About this exercise:
Repeat all of the data precisely.

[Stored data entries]

——

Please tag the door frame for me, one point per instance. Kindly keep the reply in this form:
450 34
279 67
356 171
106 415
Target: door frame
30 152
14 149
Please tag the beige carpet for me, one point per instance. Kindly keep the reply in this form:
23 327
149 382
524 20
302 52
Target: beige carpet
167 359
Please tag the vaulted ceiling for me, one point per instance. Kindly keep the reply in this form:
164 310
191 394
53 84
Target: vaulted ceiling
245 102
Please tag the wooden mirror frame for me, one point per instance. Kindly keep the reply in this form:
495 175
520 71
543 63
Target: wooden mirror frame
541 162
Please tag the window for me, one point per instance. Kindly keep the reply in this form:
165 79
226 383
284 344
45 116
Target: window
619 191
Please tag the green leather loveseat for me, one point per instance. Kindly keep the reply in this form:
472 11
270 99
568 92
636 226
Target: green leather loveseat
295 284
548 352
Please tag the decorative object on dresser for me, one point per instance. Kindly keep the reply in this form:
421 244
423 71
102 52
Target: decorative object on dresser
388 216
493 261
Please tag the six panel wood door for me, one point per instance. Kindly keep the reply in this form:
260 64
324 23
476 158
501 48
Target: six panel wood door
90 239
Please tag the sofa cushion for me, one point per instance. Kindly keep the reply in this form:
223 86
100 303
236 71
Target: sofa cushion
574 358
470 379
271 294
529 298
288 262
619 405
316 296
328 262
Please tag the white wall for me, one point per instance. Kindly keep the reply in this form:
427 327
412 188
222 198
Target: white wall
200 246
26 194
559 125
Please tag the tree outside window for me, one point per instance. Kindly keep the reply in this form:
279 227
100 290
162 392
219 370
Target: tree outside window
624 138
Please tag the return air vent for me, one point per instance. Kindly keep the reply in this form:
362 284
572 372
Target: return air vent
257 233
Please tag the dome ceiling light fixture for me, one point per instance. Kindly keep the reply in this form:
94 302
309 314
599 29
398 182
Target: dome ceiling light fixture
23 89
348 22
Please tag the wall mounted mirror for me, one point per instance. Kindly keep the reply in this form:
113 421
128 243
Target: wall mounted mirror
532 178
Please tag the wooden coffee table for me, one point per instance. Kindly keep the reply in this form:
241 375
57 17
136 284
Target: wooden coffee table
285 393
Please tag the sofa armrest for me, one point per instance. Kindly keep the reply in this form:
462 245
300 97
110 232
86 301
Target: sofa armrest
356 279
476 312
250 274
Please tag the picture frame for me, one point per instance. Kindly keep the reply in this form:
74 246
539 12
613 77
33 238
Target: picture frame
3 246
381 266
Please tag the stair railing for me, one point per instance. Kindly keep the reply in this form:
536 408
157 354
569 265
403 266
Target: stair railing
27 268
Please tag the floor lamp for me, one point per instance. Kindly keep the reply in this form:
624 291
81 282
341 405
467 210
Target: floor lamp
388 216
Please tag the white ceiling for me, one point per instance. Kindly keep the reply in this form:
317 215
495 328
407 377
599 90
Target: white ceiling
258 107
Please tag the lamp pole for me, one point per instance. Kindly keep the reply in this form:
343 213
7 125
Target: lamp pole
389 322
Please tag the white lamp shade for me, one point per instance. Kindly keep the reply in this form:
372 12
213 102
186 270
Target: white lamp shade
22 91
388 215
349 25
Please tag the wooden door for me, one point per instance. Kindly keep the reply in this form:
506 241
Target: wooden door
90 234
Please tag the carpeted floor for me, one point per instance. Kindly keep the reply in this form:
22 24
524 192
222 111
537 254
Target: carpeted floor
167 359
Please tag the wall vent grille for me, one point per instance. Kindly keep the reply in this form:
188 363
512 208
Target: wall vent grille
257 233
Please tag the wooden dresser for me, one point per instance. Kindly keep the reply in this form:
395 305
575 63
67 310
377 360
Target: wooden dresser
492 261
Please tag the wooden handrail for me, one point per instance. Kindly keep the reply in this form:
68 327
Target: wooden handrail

——

Response:
Please tag the door frame for me, one point per instance. Kindly keep the reply in this form:
450 34
279 67
356 171
106 415
Target: door frame
30 152
14 149
Please tag the beige carpet for me, one point per instance. Kindly keep the reply in this form:
23 327
149 382
524 20
302 52
Target: beige carpet
167 359
Please tag the vaulted ceiling for me, one point per instance. Kindly keep the reply in this form:
164 310
191 394
53 84
Target: vaulted ceiling
245 102
Please tag the wooden mirror frame for me, one point per instance. Kindly keep the reply in this form:
495 175
520 71
543 63
Target: wooden mirror frame
541 162
Please tag the window for me, one point per instance. Kindly keep the reply in this form:
165 79
226 383
284 344
45 116
Target: window
619 191
Please tag the green leather loveseat for me, one point per instance. Kindly keep the reply in this form:
472 11
270 99
568 92
636 226
Target: green leather loveseat
295 284
548 352
Please tag the decorative object on dresser for me, one point per instance. Kindly keep the reply in this form:
421 244
423 71
102 52
Target: decorative object on dresser
388 216
493 261
Please tag the six panel wood door for me, one point per instance. Kindly keep the reply in this form:
260 64
324 23
476 158
501 48
Target: six panel wood door
90 239
Please tag the sofa cushion for me, one point per instance. Kindly keep the reply in this form:
223 86
100 303
236 71
Target: sofa cushion
574 358
470 379
271 294
529 298
288 262
619 405
316 296
328 262
Please tag the white wall for me, one point per instance. Kindly keep the reply in this form:
427 327
412 188
222 198
Target: white wall
200 246
26 194
559 125
Please tag the tree outside window for me, one point per instance. Kindly keep the reply in this form:
279 227
100 290
162 392
219 370
Target: tree outside window
624 138
Please tag the return air vent for me, one point per instance. Kindly keep the reply in this form:
362 284
572 372
Target: return air vent
257 233
Please tag the dome ceiling light fixture for me, one point per instance. Kindly keep the reply in this form:
94 302
309 314
599 29
398 182
Target: dome ceiling light fixture
23 89
348 22
Please tag the wall mounted mirror for me, one point per instance. Kindly keep the reply in this form:
113 421
128 243
Target: wall mounted mirror
532 178
Please tag the wooden coffee table for me, one point per instance. Kindly keep the reply in this form:
241 375
57 17
136 284
Target: wooden coffee table
285 393
Please tag the sofa armrest for me, one point per instance. Kindly keep the reply in this form:
462 245
300 97
110 232
86 301
Target: sofa armrest
356 279
476 312
250 274
Please tag the picture frame for me, one point per instance. Kindly keep the reply in this form:
74 246
539 12
613 77
33 238
Target: picture frame
3 246
381 266
Please tag the stair railing for me, one point per instance. Kindly keep the reply in this form:
536 408
157 354
569 265
403 266
Target: stair railing
27 268
Please tag the floor lamp for me, one point per instance. Kindly keep the reply in this form:
624 291
81 282
341 405
467 210
Target: floor lamp
388 216
Please tag the white ceiling for me, one point per instance. Kindly keep the reply in this form:
317 215
495 328
407 377
599 90
Target: white ceiling
258 107
Please tag the lamp pole for me, one point per instance. Kindly keep the reply in this form:
343 213
7 125
Target: lamp pole
389 322
Please tag the white lamp shade for me, one point per instance. Kindly keep the reply in this form:
372 12
213 102
186 270
Target: white lamp shade
22 91
388 215
349 25
Please tag the wooden door for me, one point per instance. Kindly keep the reply in this form:
506 241
Target: wooden door
90 234
Please tag the carpeted floor for me, one point per instance. Kindly keep the reply in this form:
22 24
524 192
222 111
537 254
Target: carpeted floor
167 359
Please tag the wall vent grille for me, one point per instance. Kindly keep the reply in this form:
188 363
512 208
Target: wall vent grille
257 233
Please tag the wooden dresser for me, one point per instance. Kindly keep the reply in this form:
395 305
575 63
67 310
377 360
Target: wooden dresser
492 261
Please tag the wooden handrail for me, one point per instance. Kindly keep the reply in this form:
68 327
Target: wooden handrail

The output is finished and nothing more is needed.